▶ [TRY IT]:
Wherever "traffic" appears in a line of the listing, report that line.
[Opening SOURCE RECORDS section]
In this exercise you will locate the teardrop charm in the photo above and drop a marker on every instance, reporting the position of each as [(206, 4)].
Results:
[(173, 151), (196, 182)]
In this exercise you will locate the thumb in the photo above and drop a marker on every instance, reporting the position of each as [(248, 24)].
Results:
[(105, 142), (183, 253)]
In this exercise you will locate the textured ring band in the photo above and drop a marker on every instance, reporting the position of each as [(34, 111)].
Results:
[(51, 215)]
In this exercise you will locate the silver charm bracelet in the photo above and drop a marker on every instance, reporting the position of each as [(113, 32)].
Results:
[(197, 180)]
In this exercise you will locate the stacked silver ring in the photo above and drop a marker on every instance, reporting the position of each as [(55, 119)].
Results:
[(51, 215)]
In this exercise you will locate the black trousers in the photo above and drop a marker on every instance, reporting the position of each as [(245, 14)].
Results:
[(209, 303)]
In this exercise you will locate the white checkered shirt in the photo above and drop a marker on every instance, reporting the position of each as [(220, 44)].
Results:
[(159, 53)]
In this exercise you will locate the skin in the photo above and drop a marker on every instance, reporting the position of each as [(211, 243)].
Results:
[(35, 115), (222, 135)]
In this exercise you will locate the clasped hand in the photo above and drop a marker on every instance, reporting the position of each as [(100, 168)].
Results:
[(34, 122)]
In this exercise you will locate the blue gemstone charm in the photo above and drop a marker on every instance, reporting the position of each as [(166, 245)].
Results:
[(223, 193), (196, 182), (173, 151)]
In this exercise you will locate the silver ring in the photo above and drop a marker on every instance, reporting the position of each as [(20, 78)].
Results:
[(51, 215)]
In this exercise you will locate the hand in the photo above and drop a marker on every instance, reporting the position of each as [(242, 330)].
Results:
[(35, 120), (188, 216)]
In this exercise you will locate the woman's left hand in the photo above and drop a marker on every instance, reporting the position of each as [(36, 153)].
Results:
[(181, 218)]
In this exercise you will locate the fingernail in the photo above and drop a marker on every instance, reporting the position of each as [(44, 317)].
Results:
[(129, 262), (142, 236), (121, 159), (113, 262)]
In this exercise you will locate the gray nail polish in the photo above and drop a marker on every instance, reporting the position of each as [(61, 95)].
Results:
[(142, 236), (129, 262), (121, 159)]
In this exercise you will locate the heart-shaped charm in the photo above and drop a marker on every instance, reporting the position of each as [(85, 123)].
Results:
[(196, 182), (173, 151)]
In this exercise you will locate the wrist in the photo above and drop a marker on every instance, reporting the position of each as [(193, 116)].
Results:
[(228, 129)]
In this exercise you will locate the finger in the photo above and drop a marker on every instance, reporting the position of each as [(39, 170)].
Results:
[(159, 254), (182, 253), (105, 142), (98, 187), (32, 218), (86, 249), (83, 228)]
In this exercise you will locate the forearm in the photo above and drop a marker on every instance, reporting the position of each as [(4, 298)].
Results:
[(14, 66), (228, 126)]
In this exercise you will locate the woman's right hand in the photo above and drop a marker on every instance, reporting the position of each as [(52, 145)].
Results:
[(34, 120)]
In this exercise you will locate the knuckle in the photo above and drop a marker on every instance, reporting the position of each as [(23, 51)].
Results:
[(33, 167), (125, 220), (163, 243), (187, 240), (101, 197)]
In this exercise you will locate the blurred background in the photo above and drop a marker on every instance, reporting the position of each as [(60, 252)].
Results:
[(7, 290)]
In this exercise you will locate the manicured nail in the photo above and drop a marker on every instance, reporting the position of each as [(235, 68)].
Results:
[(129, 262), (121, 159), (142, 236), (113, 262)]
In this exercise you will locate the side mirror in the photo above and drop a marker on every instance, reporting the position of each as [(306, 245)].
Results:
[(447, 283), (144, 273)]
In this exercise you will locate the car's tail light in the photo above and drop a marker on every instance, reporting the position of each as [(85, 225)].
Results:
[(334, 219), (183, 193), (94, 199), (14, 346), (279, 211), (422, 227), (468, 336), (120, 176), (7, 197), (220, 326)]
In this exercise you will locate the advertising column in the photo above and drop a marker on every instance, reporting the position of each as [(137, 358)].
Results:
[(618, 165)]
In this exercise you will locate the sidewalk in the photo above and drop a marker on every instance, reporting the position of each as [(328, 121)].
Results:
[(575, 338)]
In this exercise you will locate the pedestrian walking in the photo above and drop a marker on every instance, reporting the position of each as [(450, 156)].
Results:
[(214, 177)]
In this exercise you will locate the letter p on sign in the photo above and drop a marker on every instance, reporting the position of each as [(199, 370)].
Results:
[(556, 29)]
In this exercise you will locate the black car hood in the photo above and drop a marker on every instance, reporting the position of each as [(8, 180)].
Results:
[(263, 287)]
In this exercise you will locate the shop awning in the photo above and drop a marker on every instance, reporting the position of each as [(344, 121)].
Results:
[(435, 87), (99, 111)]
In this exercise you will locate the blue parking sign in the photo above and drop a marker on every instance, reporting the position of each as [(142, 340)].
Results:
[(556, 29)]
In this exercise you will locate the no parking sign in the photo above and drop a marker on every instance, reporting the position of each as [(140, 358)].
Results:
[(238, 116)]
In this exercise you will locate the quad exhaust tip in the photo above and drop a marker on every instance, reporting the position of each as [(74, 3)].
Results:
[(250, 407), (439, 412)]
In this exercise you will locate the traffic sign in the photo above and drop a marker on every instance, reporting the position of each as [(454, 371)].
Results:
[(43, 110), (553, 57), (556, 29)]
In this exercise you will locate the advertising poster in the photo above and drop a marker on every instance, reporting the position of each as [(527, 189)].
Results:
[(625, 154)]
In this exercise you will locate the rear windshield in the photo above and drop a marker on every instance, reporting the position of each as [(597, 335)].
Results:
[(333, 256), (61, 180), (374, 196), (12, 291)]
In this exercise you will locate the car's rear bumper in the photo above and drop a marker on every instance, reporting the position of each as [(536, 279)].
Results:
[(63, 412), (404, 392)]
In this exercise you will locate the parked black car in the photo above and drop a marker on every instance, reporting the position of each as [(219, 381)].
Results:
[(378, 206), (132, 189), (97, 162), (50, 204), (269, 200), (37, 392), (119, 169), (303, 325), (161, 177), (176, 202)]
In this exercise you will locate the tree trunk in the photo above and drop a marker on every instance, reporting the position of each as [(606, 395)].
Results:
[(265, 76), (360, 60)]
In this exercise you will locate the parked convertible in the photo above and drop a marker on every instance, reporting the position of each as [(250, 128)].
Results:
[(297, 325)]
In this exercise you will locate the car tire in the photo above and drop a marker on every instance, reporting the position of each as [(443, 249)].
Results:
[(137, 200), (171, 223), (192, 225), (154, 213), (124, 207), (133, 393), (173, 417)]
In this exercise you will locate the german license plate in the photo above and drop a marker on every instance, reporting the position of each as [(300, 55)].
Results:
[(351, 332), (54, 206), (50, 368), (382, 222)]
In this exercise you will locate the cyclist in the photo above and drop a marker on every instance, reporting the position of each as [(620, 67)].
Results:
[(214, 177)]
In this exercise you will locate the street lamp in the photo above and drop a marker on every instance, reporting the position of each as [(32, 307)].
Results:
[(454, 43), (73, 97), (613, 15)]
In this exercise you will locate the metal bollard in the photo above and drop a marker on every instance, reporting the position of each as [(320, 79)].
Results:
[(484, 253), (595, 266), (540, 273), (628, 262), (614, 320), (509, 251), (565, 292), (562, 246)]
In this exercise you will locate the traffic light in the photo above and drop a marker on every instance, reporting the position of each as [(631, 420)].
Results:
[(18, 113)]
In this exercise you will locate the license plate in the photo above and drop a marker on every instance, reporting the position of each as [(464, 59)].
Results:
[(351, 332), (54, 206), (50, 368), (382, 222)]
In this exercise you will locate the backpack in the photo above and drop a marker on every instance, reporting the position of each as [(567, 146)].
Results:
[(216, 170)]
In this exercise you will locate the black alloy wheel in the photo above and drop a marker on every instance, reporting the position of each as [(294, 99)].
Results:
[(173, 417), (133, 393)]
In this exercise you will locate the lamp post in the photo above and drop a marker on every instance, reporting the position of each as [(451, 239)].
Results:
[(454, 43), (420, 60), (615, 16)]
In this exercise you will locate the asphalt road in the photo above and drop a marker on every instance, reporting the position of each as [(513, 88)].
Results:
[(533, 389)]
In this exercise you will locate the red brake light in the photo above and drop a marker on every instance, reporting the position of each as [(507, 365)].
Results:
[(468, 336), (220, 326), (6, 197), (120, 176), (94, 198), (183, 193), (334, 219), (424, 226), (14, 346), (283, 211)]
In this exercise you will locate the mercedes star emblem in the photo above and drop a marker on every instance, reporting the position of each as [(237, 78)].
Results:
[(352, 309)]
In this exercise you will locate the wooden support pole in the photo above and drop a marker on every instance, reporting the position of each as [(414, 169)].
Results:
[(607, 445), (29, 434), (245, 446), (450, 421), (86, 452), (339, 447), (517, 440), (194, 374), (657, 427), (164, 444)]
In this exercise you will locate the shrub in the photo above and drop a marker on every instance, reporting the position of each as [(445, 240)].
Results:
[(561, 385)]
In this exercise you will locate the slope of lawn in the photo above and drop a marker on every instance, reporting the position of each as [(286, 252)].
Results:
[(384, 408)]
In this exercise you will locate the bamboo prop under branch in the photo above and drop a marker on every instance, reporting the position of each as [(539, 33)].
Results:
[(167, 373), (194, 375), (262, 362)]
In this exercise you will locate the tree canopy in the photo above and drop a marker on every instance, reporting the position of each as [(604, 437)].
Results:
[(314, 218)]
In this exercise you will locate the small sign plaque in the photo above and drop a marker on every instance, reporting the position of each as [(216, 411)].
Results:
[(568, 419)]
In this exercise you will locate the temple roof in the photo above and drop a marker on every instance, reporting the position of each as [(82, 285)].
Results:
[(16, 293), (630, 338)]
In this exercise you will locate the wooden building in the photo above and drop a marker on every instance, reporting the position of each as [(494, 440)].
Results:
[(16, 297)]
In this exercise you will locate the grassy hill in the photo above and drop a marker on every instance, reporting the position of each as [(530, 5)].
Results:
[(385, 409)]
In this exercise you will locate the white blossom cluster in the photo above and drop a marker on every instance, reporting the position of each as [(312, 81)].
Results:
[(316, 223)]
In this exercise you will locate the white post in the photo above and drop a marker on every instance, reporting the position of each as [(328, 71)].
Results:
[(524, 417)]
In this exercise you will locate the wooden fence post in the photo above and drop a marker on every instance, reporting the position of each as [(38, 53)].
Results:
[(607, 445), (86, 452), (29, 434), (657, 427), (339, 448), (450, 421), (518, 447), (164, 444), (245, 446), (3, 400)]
[Closing SOURCE RECORDS section]
▶ [EXERCISE ANSWER]:
In this exercise you will locate the traffic sign in the photo above and drop a marker on every instance, reporting the position of each as [(454, 371)].
In this exercise you will locate the traffic light in the photo above and drop a marker on every instance, reporting the position of each as [(631, 420)].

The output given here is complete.